Problem requirements: Please rewrite the lines from the first one through the line containing "[0, 181, 596, 1024]", and raise every bounding box coordinate in the answers by 81.
·····
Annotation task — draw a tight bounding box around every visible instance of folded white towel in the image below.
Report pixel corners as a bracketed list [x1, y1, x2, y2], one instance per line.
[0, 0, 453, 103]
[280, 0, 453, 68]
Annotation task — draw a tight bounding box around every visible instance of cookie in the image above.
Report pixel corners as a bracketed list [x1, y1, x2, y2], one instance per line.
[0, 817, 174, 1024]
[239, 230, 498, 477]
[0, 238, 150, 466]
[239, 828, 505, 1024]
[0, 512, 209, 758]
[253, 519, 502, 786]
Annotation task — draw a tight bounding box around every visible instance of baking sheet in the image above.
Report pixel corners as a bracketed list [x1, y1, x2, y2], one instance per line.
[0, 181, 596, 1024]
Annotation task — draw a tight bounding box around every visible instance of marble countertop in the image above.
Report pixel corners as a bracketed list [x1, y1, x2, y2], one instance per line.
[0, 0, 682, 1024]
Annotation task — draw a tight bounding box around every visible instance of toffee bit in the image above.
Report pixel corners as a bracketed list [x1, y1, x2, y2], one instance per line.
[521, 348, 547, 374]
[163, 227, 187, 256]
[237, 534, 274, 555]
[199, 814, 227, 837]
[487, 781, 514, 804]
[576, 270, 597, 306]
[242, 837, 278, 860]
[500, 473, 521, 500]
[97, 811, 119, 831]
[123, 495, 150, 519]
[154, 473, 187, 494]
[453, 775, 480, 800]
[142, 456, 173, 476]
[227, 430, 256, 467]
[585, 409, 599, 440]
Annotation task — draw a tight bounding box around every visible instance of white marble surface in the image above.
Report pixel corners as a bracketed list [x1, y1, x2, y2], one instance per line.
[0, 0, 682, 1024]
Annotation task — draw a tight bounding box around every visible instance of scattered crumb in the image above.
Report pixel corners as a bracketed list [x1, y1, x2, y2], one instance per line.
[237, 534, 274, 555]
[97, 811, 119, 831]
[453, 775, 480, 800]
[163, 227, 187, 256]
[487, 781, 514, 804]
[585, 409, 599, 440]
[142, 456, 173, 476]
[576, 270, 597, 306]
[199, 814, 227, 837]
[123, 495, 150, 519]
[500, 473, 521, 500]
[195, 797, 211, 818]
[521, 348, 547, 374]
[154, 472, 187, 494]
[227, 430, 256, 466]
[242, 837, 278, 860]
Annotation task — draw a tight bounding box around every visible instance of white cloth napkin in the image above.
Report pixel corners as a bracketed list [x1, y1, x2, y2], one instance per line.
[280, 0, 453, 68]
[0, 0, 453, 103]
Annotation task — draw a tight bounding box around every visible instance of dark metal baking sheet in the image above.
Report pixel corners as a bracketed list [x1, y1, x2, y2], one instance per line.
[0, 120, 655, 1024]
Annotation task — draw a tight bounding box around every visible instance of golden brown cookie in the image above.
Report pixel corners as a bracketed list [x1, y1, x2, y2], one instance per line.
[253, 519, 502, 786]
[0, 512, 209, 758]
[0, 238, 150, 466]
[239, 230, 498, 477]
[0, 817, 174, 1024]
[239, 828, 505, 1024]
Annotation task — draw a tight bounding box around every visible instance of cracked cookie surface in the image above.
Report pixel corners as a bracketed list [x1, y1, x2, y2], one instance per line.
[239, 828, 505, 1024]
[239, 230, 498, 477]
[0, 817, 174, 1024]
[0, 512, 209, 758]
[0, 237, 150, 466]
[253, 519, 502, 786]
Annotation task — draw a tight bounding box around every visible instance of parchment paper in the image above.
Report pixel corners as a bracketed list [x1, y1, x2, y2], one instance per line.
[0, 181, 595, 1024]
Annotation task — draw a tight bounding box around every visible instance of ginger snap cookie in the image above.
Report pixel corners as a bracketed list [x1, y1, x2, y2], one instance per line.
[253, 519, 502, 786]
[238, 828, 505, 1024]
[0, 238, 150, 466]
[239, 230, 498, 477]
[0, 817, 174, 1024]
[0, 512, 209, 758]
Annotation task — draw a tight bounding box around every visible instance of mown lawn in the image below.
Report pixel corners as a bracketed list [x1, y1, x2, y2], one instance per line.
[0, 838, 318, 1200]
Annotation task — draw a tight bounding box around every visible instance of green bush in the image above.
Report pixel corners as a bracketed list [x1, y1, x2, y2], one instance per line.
·····
Solution to this task:
Annotation task — draw a tight bounding box around every visible instance of folded white towel in the image below.
Report pixel corners as a bracketed list [x1, y1, x2, y2], one instance per line.
[81, 81, 534, 184]
[361, 81, 534, 149]
Annotation task — draw a tight bounding box around every visible instance of cookie in the image above.
Report pixel corners as a bracketed list [x1, y1, x2, y2], one instance per line.
[81, 898, 255, 1105]
[320, 311, 579, 558]
[81, 319, 231, 547]
[320, 909, 586, 1105]
[81, 593, 290, 839]
[334, 600, 583, 867]
Annotation task — draw a tight bounding box around every visible instance of baking sheet in the image above.
Report pixel corners as a bracketed list [x1, y1, x2, y2], one instance per line.
[81, 262, 677, 1105]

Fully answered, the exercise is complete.